[Point annotation records]
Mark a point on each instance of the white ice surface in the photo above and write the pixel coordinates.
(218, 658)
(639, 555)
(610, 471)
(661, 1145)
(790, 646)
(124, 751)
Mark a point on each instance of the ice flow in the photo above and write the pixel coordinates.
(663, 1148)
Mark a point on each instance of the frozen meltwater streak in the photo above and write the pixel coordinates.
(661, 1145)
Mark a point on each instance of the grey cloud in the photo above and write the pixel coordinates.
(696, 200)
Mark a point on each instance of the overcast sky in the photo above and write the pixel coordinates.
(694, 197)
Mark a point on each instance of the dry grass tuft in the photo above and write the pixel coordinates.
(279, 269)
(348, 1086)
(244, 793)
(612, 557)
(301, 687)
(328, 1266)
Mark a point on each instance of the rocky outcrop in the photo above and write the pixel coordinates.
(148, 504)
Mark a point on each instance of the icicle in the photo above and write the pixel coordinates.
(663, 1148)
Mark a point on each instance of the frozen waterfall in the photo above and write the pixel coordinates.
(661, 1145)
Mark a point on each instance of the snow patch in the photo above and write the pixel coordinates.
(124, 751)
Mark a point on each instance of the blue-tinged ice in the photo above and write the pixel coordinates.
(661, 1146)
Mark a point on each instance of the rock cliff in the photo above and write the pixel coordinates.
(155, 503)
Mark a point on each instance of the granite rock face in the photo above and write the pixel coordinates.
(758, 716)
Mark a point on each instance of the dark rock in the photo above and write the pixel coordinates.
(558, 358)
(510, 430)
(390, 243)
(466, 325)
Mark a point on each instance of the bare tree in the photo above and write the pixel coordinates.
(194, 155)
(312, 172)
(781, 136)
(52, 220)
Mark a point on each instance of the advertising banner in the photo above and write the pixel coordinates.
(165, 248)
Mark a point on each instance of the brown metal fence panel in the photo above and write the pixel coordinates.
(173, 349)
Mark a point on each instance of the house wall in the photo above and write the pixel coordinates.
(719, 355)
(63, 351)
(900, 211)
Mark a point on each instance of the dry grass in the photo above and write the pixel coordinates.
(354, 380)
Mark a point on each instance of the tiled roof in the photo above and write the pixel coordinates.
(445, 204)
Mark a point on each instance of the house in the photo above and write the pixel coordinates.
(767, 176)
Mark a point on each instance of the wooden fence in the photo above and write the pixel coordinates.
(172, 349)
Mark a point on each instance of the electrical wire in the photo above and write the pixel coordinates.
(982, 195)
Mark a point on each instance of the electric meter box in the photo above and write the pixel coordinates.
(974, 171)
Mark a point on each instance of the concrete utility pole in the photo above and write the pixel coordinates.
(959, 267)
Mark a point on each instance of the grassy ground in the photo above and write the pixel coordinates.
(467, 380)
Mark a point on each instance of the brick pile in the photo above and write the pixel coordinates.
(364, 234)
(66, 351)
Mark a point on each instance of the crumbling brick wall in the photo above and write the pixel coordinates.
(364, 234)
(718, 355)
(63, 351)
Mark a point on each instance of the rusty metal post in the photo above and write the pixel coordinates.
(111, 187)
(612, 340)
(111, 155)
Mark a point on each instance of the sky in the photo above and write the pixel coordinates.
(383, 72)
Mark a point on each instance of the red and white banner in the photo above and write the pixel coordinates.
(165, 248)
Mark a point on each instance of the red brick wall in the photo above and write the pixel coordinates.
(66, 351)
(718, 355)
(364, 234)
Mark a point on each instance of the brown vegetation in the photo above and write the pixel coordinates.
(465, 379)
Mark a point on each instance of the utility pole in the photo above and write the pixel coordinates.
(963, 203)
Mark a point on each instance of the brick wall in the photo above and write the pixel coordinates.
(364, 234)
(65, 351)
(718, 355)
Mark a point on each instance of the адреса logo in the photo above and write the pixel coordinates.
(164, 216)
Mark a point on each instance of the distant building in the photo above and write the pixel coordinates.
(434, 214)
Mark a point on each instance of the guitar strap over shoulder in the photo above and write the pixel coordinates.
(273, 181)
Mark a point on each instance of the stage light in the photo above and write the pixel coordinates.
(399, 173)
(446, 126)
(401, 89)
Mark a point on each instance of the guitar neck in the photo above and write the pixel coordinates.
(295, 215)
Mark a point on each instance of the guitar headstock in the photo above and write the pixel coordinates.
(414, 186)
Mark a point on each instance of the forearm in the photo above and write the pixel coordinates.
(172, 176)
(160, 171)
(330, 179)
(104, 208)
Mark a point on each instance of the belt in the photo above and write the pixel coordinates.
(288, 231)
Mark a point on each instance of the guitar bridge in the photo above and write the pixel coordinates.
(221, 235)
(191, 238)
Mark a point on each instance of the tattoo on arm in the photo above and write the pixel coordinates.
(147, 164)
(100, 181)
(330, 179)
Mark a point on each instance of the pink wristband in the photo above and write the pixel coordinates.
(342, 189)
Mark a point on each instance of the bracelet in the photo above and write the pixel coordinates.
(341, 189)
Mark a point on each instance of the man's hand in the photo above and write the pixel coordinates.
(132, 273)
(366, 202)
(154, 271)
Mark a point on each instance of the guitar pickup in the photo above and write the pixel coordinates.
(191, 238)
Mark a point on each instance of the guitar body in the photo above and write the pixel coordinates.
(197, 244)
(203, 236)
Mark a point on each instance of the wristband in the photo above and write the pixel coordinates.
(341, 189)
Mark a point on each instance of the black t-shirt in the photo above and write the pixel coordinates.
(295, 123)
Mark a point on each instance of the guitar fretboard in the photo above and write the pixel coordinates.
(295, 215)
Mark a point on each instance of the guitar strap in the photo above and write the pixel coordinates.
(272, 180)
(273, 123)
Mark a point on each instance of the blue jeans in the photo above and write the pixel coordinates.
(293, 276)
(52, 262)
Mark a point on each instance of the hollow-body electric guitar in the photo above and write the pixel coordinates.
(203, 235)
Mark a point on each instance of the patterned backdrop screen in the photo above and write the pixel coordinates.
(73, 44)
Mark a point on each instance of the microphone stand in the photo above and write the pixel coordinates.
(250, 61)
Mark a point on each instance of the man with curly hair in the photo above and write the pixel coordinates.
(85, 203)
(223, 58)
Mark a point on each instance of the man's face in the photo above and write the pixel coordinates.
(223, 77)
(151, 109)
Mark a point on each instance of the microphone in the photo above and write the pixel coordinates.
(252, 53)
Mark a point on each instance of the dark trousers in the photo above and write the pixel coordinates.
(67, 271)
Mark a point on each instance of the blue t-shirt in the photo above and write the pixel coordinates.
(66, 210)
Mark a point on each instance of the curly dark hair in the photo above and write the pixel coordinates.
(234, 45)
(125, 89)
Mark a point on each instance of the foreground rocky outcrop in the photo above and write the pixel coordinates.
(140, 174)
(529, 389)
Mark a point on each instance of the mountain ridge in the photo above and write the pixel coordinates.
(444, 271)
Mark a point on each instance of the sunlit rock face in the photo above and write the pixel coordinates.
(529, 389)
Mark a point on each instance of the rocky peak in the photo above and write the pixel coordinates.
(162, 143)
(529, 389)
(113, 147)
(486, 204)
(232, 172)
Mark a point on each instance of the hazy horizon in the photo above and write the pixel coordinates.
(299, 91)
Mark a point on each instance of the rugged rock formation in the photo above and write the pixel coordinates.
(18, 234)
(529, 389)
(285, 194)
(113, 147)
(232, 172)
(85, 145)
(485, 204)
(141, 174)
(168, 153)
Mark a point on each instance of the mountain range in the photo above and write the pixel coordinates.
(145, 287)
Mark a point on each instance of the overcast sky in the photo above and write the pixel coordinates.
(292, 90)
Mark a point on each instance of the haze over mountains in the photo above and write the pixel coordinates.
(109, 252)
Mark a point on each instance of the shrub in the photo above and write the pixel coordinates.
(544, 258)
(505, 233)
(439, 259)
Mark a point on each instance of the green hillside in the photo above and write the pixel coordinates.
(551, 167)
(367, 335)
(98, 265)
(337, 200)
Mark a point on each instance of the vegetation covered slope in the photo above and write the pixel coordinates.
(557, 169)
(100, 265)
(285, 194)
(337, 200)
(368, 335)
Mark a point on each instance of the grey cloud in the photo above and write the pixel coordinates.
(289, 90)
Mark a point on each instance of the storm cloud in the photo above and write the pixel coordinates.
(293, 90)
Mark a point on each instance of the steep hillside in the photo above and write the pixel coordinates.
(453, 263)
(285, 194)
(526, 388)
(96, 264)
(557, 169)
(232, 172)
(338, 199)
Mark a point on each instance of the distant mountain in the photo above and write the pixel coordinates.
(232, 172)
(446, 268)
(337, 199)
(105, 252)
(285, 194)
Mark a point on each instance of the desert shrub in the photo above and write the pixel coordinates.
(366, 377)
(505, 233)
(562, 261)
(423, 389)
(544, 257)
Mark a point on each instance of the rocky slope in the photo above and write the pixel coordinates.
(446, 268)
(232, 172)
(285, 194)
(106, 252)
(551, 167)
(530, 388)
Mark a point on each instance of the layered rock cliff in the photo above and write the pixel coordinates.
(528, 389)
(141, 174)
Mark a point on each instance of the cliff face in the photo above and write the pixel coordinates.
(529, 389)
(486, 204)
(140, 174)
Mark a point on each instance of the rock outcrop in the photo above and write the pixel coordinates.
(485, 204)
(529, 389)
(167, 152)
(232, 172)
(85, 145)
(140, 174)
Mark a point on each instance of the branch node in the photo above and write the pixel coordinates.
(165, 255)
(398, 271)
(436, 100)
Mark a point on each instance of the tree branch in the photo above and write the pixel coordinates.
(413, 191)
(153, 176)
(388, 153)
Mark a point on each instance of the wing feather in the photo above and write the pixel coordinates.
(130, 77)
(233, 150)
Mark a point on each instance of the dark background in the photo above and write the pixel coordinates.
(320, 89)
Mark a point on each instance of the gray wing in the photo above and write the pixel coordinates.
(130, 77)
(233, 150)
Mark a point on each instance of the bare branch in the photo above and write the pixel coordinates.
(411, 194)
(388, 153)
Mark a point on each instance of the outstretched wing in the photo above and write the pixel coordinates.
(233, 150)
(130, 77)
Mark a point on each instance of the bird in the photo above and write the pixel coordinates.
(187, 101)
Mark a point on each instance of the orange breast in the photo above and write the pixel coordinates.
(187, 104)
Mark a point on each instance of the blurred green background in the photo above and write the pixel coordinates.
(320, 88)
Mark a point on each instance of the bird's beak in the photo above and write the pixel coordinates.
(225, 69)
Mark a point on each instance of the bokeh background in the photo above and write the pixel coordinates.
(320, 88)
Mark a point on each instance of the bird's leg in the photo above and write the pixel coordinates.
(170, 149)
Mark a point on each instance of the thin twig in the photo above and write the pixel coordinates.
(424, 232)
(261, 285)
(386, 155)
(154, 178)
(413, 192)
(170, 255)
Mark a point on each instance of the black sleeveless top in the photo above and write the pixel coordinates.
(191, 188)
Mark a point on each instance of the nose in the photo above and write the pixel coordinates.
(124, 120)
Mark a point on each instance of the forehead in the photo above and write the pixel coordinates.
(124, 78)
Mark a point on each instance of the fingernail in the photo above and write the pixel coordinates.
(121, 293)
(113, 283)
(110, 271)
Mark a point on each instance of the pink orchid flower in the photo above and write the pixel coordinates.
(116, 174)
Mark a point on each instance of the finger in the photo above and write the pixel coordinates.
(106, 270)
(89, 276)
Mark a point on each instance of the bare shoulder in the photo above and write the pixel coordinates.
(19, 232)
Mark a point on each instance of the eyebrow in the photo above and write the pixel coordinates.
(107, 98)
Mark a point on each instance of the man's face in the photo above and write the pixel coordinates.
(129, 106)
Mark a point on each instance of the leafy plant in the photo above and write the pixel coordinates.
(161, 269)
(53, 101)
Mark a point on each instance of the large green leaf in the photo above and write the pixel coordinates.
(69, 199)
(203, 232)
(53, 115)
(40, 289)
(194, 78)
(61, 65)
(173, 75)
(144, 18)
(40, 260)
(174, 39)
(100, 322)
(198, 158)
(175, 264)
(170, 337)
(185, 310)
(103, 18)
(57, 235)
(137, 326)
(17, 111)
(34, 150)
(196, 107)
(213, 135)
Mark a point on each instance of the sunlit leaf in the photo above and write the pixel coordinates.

AIM OF THE TASK — Only the lines from the one with "Mark a point on each instance of the black sleeveless" through the end of the material are wanted; copy them exactly, both ends included.

SOLVED EXERCISE —
Mark a point on each instance of the black sleeveless top in the photo above and write the pixel coordinates.
(191, 188)
Mark a point on each instance of the nose in the photo above and write the pixel coordinates.
(124, 120)
Mark a point on each instance of the forehead in the photo above and write the pixel coordinates.
(124, 78)
Mark a point on each instance of the fingernail in the photo above and write the pixel coordinates.
(121, 293)
(113, 283)
(110, 271)
Mark a point on each instance of the pink orchid flower in the photo above and write the pixel coordinates.
(116, 174)
Mark a point on each instance of the finger in the photo above and write the pixel coordinates.
(106, 270)
(89, 276)
Mark a point on each instance of the bare shoulder in the photo above and write the pixel coordinates.
(19, 232)
Mark a point on each instance of the eyebrow in the photo above and write the pixel coordinates.
(107, 98)
Mark a point on each instance of the man's face in the photo above and write the pixel coordinates.
(129, 106)
Mark a point on each instance of the leafy plant in the photo above and write the pixel coordinates.
(161, 269)
(53, 101)
Mark a point on each instance of the large green leaf in the photo above and write the pixel coordinates.
(69, 199)
(203, 232)
(53, 115)
(40, 289)
(194, 78)
(61, 65)
(173, 75)
(144, 18)
(40, 260)
(174, 39)
(100, 322)
(198, 158)
(175, 264)
(170, 337)
(185, 310)
(103, 18)
(57, 235)
(137, 326)
(17, 111)
(34, 150)
(196, 107)
(213, 135)
Mark a point on each instance of the sunlit leaf in the photo above and write the pixel coordinates.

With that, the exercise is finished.